Records:
▼
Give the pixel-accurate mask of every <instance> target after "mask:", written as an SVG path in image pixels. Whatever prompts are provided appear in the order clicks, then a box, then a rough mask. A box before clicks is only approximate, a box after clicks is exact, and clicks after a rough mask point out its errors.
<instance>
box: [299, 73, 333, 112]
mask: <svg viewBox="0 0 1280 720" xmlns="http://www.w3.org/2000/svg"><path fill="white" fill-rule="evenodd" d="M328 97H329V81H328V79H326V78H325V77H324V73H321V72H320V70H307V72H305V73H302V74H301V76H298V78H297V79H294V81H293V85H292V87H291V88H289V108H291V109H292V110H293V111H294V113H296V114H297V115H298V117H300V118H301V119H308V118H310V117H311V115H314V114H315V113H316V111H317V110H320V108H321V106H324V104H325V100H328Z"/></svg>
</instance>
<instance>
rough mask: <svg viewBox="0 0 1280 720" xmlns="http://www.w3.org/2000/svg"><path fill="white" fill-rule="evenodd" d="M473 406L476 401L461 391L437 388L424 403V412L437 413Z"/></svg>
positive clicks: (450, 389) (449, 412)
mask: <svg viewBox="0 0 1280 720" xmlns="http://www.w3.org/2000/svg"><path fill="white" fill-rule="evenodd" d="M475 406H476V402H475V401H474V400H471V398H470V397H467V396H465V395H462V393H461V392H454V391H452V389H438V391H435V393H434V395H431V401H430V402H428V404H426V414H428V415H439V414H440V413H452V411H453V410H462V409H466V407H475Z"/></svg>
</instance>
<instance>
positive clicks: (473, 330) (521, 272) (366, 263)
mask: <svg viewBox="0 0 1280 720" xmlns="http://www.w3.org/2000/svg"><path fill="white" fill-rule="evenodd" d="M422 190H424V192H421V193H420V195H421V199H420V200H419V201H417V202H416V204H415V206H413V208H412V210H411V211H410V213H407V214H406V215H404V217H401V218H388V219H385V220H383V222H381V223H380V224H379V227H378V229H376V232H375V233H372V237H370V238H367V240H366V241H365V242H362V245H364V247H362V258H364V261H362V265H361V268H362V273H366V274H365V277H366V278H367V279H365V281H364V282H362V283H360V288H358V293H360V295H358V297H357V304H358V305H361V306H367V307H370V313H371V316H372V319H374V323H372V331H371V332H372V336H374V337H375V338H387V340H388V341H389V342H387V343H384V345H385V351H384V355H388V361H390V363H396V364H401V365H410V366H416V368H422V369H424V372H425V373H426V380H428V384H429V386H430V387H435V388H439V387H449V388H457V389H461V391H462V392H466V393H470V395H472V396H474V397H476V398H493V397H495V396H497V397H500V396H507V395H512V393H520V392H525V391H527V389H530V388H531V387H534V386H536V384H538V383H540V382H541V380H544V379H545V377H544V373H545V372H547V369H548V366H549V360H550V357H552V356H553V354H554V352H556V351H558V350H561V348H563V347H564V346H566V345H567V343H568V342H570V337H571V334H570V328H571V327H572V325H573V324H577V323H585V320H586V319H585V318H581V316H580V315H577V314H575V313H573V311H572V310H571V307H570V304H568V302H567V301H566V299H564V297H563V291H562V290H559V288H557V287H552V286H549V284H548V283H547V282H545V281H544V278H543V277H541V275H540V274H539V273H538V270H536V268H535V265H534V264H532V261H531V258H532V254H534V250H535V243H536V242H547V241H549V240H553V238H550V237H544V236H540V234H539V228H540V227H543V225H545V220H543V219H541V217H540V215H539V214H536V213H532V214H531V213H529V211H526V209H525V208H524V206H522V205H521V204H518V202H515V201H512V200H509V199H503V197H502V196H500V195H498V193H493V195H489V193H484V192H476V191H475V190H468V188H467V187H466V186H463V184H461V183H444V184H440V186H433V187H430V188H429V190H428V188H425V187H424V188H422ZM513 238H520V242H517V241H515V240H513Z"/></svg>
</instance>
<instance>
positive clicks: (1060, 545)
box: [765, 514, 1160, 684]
▲
▼
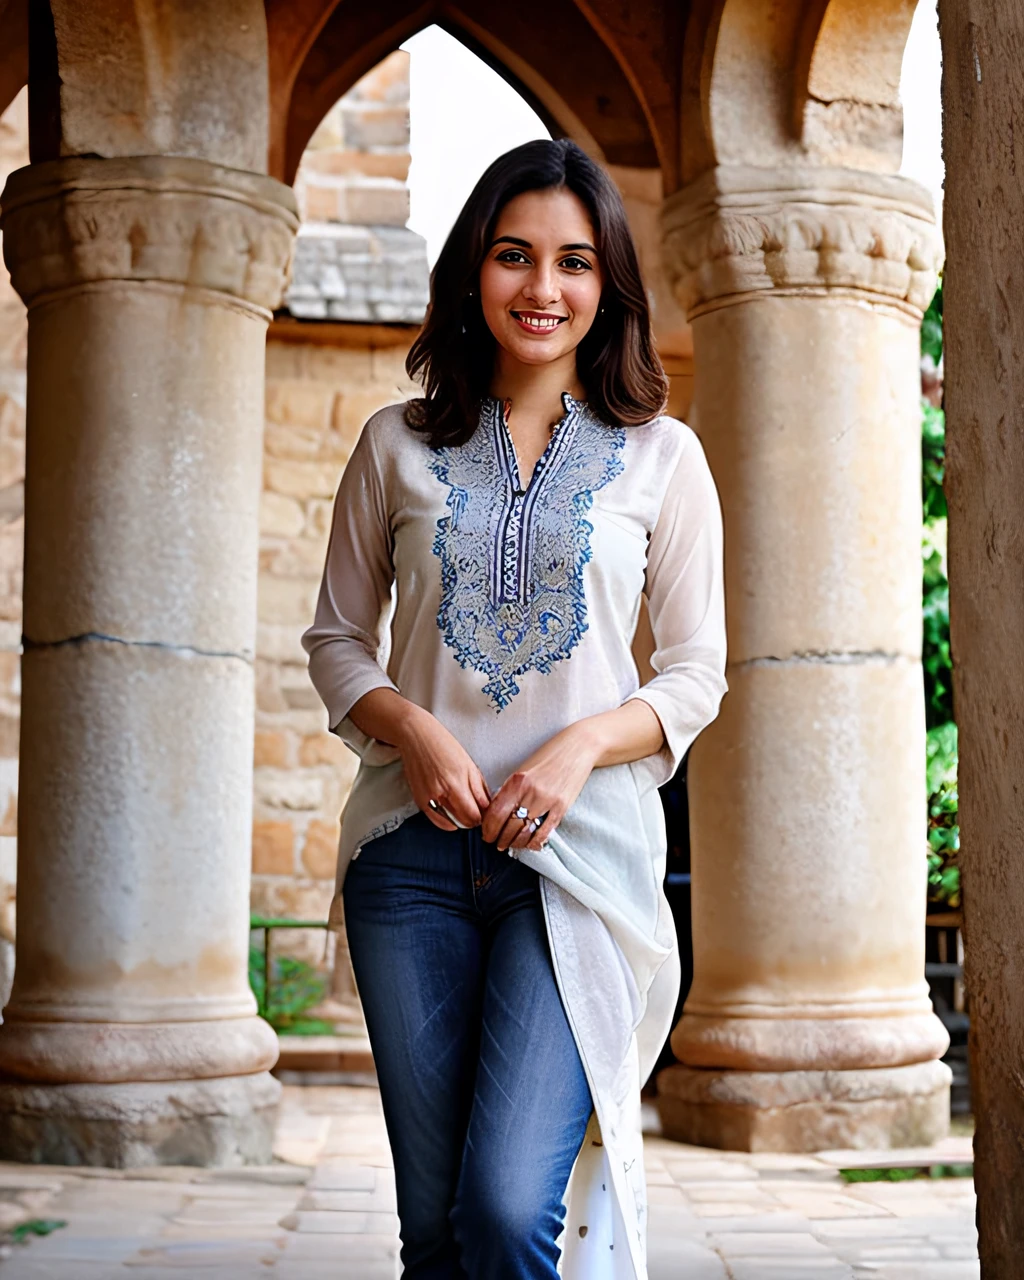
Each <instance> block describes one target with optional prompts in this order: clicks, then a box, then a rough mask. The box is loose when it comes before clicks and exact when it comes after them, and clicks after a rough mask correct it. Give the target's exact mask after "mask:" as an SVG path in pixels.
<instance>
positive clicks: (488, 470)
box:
▲
Search the data and copy each line containing "pixels".

Give the pixel-accurate mask of every <instance> target after "mask:", written as an SVG path in image pixels. Whatever prompts are provided appear in the order clicks, then a box, then a rough mask. A box before clicks is only approximate, a box after clicks is exact, and clicks after a rough mask point out its errors.
Each <instance> block describes one target with optional prompts in this order: clicks, then a box, then a rough mask. The box is loose when it comes before clicks and exact when it comes after them, and clicks after a rough mask correct it. Give the target's exact mask after "mask:" as an SVG path in pixels.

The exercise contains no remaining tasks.